- **GOAL**:
Extract each line of the data below exactly as written.

Entries from a pointing dataset:
::::::::::

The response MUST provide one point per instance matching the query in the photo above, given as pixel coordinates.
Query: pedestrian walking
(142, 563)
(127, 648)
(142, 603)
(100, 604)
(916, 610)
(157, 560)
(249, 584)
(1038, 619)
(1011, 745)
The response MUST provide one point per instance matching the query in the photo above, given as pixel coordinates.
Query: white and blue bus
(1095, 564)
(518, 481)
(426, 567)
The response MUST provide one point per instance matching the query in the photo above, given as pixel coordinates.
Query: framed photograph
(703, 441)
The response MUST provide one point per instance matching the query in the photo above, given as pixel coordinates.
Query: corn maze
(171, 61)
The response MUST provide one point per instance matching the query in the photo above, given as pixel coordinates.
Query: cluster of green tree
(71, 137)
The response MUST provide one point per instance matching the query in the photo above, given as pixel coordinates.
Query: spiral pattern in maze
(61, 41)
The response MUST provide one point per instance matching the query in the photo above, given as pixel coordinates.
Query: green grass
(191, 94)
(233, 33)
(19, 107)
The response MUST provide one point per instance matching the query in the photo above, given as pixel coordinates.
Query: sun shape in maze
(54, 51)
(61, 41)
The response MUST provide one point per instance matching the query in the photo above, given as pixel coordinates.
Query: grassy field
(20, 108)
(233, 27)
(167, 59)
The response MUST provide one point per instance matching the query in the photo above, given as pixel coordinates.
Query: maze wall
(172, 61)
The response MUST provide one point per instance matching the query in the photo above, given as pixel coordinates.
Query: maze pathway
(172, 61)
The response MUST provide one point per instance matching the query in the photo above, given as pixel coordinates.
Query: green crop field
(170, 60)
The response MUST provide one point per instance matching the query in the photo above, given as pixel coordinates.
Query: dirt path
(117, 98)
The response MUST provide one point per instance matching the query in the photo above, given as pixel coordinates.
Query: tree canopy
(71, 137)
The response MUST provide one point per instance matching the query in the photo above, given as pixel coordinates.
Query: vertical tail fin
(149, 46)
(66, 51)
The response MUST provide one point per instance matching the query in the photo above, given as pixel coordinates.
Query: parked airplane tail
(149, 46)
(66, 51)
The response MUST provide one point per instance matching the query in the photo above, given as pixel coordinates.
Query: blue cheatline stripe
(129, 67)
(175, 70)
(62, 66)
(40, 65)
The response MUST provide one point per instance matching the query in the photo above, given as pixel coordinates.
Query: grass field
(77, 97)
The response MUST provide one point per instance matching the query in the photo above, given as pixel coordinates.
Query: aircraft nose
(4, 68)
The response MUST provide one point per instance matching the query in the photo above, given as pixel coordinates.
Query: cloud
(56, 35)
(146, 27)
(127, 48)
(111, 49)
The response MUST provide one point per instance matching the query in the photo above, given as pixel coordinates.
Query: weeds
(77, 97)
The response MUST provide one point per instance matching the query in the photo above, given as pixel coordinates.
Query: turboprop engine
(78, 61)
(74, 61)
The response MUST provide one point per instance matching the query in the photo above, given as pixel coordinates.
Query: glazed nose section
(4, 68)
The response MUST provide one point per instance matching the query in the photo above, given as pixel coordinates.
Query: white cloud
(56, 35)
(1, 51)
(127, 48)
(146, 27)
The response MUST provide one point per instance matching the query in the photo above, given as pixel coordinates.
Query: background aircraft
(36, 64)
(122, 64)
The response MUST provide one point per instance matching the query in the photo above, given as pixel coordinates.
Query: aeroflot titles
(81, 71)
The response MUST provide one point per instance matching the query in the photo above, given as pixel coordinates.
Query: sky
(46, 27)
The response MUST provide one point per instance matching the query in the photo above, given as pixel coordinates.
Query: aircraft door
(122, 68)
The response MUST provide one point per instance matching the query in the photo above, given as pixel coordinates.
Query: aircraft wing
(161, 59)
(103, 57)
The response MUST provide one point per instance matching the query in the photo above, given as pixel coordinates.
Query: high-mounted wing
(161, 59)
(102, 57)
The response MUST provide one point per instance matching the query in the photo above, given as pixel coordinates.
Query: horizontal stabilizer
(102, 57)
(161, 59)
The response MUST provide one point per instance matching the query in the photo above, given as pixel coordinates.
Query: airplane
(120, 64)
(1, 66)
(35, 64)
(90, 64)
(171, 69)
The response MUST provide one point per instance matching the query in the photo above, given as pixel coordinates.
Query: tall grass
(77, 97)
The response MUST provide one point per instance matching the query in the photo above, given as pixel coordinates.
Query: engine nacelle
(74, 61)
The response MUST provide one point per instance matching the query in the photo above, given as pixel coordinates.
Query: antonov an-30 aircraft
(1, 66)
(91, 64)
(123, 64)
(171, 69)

::::::::::

- **COMPLETED TASK**:
The response MUST provide one point per instance matching the query in the photo above, given as pixel coordinates.
Query: pedestrian walking
(142, 563)
(127, 648)
(142, 603)
(100, 604)
(916, 610)
(157, 560)
(249, 584)
(1038, 619)
(1011, 745)
The response MUST provide one point per instance matching the query in the photo above, given as pixel coordinates.
Query: white and blue bus
(1095, 564)
(518, 481)
(426, 567)
The response MUST provide one point per instance matching the query in the photo above, given as pixel coordinates.
Query: framed photograph
(703, 441)
The response MUST provide one point per instance matching the query in the photo above, given as pixel coordinates.
Query: corn maze
(171, 61)
The response MUST provide one point per instance matching the query in the photo above, given as pixel coordinates.
Query: cluster of green tree
(71, 137)
The response MUST provide one point per instance matching the query in the photo above, given as pixel coordinates.
Query: spiral pattern in maze
(61, 41)
The response MUST provide one point per instance matching the query in the photo above, given as pixel coordinates.
Query: green grass
(191, 94)
(233, 33)
(19, 107)
The response MUST provide one point per instance matching the query in the photo above, given as pixel coordinates.
Query: sun shape in maze
(54, 51)
(61, 41)
The response MUST provide one point per instance matching the query in the photo above, given as pixel coordinates.
Query: grassy field
(20, 108)
(233, 27)
(167, 59)
The response MUST provide one point per instance matching the query in the photo above, given as pixel coordinates.
Query: maze wall
(172, 61)
The response MUST provide one point per instance matching the query in the photo above, given as pixel coordinates.
Query: maze pathway
(172, 61)
The response MUST provide one point per instance matching the query in the photo above, given as pixel coordinates.
Query: green crop field
(170, 60)
The response MUST provide one point per instance matching the query in the photo above, given as pixel coordinates.
Query: dirt path
(117, 98)
The response MUST provide one point per instance matching the query in the photo above, given as pixel coordinates.
Query: tree canopy
(71, 137)
The response MUST provide one point per instance matching the query in the photo above, given as pixel coordinates.
Query: vertical tail fin
(149, 46)
(66, 51)
The response MUST provide one point per instance matching the query in the photo above, given as pixel coordinates.
Query: parked airplane tail
(149, 46)
(66, 51)
The response MUST provide one point per instance matching the query in the photo above, given as pixel coordinates.
Query: blue cheatline stripe
(129, 67)
(175, 70)
(62, 66)
(40, 65)
The response MUST provide one point per instance matching the query in the photo above, given as pixel coordinates.
Query: grass field
(77, 97)
The response MUST provide one point per instance matching the query in the photo above, given as pixel coordinates.
Query: aircraft nose
(4, 68)
The response MUST provide one point per instance matching the query in the photo above, given as pixel coordinates.
Query: cloud
(56, 35)
(146, 27)
(127, 48)
(111, 49)
The response MUST provide one point per instance matching the query in the photo above, given as pixel coordinates.
Query: weeds
(77, 97)
The response MUST provide one point per instance matching the query in the photo above, given as pixel coordinates.
Query: turboprop engine
(78, 61)
(74, 61)
The response MUST provide one point per instance matching the query in the photo above, given as pixel coordinates.
Query: glazed nose section
(4, 68)
The response MUST provide one point per instance matching the query in the photo above, given as pixel coordinates.
Query: white cloud
(56, 35)
(1, 51)
(127, 48)
(146, 27)
The response MUST provide one point per instance matching the query in the photo above, given as pixel coordinates.
Query: background aircraft
(36, 64)
(122, 64)
The response MUST provide one point per instance matching the query in the photo above, given as pixel coordinates.
Query: aeroflot titles
(81, 71)
The response MUST provide one point per instance matching the query in the photo above, given as pixel coordinates.
Query: sky
(46, 27)
The response MUST provide one point per instance matching the query in the photo above, given as pixel coordinates.
Query: aircraft door
(122, 68)
The response MUST provide one point per instance matching the query in the photo above, given as pixel coordinates.
Query: aircraft wing
(161, 59)
(103, 57)
The response MUST provide one point per instance matching the query in the photo above, given as pixel coordinates.
Query: high-mounted wing
(161, 59)
(102, 57)
The response MUST provide one point per instance matching the query in the photo above, given as pixel coordinates.
Query: horizontal stabilizer
(102, 57)
(161, 59)
The response MUST provide one point per instance matching the query in the photo above, given as pixel coordinates.
Query: airplane
(120, 64)
(1, 66)
(35, 64)
(90, 64)
(171, 69)
The response MUST provide one point per instance matching the query in the photo above, given as pixel coordinates.
Query: tall grass
(77, 97)
The response MUST provide one point per instance matching the query in the photo above, given as pixel coordinates.
Query: engine nacelle
(74, 61)
The response MUST provide one point per instance matching the query in the photo above, given as pixel coordinates.
Query: antonov an-30 aircraft
(1, 66)
(91, 64)
(123, 64)
(171, 69)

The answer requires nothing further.